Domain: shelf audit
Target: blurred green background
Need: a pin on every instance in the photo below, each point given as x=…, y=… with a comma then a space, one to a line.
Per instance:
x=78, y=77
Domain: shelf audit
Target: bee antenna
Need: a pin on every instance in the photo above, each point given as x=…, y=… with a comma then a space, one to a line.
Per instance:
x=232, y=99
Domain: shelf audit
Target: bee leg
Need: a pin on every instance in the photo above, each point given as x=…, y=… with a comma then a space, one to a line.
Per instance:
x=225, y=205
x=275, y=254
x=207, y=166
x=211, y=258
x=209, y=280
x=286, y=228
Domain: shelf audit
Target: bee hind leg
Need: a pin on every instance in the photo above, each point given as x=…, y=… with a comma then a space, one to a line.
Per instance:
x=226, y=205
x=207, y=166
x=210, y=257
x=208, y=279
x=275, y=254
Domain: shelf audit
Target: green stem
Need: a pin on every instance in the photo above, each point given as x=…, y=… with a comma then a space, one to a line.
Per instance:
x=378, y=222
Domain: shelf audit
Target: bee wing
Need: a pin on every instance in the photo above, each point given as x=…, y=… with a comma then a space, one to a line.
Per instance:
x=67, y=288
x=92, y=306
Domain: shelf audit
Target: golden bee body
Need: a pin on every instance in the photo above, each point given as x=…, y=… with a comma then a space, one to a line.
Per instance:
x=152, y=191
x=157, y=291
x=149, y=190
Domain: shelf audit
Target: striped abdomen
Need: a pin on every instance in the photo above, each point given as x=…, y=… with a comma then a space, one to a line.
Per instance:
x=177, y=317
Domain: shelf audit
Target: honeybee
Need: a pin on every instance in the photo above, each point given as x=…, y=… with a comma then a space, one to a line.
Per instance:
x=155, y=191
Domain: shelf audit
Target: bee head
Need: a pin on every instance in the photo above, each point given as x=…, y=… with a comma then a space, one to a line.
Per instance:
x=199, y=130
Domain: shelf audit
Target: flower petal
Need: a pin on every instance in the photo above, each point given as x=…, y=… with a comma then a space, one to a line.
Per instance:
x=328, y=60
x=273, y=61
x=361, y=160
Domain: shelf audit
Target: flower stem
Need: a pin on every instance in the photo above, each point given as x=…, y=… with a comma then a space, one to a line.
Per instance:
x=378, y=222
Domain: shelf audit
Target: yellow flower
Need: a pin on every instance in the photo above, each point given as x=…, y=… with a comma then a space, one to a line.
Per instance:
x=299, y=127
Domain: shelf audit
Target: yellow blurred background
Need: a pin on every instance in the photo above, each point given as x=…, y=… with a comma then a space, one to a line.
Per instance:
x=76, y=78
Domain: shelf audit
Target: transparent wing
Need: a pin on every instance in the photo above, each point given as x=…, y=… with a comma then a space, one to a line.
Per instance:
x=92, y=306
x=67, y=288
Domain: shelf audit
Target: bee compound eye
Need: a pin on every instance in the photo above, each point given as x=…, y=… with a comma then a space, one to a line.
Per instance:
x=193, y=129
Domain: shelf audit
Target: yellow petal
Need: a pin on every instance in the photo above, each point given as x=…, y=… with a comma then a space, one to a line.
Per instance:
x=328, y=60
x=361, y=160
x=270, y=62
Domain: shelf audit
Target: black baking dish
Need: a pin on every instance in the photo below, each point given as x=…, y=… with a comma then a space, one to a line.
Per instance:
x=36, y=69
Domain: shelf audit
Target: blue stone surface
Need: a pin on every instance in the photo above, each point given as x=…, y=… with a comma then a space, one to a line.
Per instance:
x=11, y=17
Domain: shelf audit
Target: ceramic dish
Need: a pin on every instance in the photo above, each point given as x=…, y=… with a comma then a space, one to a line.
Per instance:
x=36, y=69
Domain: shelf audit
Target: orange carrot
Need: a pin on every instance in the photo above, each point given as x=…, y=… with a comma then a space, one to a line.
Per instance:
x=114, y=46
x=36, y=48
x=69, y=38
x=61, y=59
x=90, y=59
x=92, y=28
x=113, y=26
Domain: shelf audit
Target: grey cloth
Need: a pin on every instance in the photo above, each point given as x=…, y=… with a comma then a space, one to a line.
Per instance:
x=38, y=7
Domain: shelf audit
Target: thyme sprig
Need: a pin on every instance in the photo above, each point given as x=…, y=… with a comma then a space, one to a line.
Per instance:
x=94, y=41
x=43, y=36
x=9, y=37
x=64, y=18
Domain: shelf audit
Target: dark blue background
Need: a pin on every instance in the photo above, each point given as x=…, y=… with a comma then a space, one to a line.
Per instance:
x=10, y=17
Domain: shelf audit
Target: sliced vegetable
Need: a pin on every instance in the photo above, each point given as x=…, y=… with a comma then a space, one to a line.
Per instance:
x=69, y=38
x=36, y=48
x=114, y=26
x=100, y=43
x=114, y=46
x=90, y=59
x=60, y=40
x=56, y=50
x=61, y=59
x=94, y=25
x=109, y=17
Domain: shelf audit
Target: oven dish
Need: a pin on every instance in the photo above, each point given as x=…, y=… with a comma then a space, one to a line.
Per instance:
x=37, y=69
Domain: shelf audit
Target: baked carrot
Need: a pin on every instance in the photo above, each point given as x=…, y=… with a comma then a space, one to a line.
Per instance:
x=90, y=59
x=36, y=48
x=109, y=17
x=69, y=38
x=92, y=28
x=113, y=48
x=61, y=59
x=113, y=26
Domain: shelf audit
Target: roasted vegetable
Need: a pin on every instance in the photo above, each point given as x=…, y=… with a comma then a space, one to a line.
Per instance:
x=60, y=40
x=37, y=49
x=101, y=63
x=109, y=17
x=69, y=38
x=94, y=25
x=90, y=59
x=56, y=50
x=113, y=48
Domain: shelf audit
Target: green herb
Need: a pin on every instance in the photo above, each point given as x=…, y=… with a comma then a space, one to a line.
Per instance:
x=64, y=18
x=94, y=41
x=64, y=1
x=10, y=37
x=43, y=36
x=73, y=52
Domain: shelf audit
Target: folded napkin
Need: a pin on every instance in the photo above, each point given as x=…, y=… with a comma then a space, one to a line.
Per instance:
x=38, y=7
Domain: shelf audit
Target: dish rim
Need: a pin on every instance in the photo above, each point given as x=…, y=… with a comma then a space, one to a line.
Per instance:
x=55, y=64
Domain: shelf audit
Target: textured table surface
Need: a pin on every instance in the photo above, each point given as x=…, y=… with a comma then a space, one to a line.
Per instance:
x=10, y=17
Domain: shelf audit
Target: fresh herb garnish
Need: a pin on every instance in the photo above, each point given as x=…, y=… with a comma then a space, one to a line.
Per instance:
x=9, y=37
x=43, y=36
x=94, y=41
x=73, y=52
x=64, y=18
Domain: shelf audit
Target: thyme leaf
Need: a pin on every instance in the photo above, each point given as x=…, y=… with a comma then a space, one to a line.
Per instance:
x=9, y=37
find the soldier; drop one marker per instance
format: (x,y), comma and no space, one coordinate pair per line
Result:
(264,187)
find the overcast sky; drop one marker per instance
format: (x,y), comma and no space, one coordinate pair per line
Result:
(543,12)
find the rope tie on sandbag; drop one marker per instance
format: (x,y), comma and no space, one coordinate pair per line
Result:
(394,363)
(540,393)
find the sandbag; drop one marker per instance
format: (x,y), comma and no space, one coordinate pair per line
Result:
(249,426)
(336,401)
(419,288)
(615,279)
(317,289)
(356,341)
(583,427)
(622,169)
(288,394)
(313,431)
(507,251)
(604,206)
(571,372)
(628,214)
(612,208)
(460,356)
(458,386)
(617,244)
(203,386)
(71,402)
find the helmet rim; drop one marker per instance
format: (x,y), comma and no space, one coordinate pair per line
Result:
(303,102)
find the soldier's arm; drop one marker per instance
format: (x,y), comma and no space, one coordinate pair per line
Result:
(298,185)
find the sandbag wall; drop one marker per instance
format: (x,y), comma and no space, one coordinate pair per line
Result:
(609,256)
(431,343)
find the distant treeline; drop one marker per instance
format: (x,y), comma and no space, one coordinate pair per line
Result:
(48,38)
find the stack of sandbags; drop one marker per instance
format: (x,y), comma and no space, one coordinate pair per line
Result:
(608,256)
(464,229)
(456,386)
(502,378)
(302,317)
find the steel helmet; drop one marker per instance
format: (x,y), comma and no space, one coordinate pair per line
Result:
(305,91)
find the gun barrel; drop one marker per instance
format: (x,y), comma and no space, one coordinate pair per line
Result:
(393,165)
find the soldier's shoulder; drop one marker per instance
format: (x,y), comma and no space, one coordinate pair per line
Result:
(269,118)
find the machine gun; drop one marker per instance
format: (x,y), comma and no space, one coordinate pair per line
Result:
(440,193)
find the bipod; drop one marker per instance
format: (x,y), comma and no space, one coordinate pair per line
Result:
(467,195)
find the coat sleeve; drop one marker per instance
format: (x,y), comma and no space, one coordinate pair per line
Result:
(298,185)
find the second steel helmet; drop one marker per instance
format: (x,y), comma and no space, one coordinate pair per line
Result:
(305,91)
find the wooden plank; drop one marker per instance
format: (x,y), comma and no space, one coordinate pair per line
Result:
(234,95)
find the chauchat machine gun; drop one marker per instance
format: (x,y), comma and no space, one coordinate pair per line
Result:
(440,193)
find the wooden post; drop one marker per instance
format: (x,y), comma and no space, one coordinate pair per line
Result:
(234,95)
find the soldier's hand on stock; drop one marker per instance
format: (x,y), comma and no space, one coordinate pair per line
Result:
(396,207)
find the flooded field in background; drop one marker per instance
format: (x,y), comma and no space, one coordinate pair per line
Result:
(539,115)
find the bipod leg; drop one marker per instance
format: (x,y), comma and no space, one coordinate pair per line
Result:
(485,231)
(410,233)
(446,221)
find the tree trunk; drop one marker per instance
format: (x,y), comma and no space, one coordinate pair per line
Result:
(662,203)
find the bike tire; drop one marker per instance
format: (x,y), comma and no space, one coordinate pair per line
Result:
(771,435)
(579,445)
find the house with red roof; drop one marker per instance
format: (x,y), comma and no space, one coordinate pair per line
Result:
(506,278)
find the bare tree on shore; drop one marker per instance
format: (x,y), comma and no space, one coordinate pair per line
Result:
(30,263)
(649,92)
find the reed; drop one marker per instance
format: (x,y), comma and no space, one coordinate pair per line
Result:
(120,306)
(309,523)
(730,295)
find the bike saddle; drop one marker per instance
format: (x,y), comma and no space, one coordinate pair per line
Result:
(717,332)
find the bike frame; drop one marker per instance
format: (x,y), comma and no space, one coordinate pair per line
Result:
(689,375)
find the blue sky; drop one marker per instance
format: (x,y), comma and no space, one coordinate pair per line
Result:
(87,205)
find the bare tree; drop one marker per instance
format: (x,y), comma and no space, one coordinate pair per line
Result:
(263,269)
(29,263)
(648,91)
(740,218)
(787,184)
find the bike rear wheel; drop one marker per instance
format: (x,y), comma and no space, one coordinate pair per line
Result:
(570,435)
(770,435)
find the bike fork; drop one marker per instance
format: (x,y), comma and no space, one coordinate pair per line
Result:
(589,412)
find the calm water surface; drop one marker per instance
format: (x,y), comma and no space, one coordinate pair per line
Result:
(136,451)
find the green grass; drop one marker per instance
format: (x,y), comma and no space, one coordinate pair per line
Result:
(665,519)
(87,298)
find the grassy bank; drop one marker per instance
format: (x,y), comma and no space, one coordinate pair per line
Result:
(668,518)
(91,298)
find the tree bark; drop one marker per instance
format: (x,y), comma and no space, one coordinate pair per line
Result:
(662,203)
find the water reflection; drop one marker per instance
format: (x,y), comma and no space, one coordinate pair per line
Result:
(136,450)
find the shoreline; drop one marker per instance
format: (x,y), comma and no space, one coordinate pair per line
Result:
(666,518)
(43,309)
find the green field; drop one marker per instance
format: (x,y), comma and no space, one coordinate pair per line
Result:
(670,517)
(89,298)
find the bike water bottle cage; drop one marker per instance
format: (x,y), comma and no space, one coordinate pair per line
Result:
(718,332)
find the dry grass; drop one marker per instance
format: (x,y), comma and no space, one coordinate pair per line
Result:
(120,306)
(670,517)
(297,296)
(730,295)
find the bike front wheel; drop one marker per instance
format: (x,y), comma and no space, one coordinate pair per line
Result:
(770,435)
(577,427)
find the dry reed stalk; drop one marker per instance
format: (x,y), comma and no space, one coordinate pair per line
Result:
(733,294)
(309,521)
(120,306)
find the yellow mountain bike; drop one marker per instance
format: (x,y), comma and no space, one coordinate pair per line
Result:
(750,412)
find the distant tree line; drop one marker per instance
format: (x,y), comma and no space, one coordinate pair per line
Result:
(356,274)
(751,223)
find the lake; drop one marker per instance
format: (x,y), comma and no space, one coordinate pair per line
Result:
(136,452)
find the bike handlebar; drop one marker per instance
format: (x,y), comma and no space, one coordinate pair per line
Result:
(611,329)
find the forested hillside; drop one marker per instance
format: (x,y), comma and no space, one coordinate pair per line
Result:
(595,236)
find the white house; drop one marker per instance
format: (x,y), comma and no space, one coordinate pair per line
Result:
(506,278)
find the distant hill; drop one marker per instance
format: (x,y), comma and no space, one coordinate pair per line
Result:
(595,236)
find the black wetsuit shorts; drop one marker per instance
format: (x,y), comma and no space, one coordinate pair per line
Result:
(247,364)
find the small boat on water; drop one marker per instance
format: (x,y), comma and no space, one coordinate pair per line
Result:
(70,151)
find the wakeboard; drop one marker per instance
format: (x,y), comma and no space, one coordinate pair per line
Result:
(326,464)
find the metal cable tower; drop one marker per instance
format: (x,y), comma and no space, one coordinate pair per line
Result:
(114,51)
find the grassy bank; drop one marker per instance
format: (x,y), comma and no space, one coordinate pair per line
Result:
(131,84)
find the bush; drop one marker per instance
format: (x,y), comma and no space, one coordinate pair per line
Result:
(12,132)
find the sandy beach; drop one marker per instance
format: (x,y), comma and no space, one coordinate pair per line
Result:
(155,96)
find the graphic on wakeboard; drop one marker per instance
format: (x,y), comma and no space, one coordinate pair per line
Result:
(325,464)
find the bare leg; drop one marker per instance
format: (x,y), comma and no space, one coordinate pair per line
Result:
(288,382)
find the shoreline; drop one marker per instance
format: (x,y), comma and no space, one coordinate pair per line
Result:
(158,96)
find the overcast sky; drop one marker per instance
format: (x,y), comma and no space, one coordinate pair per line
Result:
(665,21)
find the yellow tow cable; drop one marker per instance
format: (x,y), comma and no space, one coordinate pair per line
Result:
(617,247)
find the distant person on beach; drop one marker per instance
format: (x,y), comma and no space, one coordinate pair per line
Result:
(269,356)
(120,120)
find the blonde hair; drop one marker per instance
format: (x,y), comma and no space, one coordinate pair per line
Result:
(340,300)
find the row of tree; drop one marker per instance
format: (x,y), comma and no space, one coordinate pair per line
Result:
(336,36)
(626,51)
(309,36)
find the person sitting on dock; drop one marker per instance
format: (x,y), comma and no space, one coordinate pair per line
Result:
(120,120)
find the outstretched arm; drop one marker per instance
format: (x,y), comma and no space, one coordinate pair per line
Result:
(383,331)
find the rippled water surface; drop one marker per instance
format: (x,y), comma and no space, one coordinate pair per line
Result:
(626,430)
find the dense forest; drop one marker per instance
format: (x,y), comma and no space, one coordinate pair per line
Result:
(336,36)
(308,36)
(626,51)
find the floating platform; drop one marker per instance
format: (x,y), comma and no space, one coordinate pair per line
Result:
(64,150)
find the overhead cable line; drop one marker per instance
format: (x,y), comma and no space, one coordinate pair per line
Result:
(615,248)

★ ★ ★ ★ ★

Repeat exactly the lines from the line containing "find the outstretched" through the last line of the records above, including both, and nothing else.

**TASK OUTPUT:**
find the outstretched arm; drop one marker per instance
format: (x,y), comma and no space, one coordinate pair per line
Result:
(383,331)
find the rippled water surface; drop one marker per instance
format: (x,y), comma and no space, one coordinate pair per line
Result:
(626,430)
find the dense forest; drop one marker per instance
format: (x,y), comma and no space, one coordinate pair per line
Result:
(336,36)
(308,36)
(626,51)
find the floating platform; drop one marker per instance
format: (x,y), comma and no space, one coordinate pair per line
Result:
(64,150)
find the overhead cable line; drop one marker per instance
format: (x,y), comma and no space, one coordinate pair per line
Result:
(615,248)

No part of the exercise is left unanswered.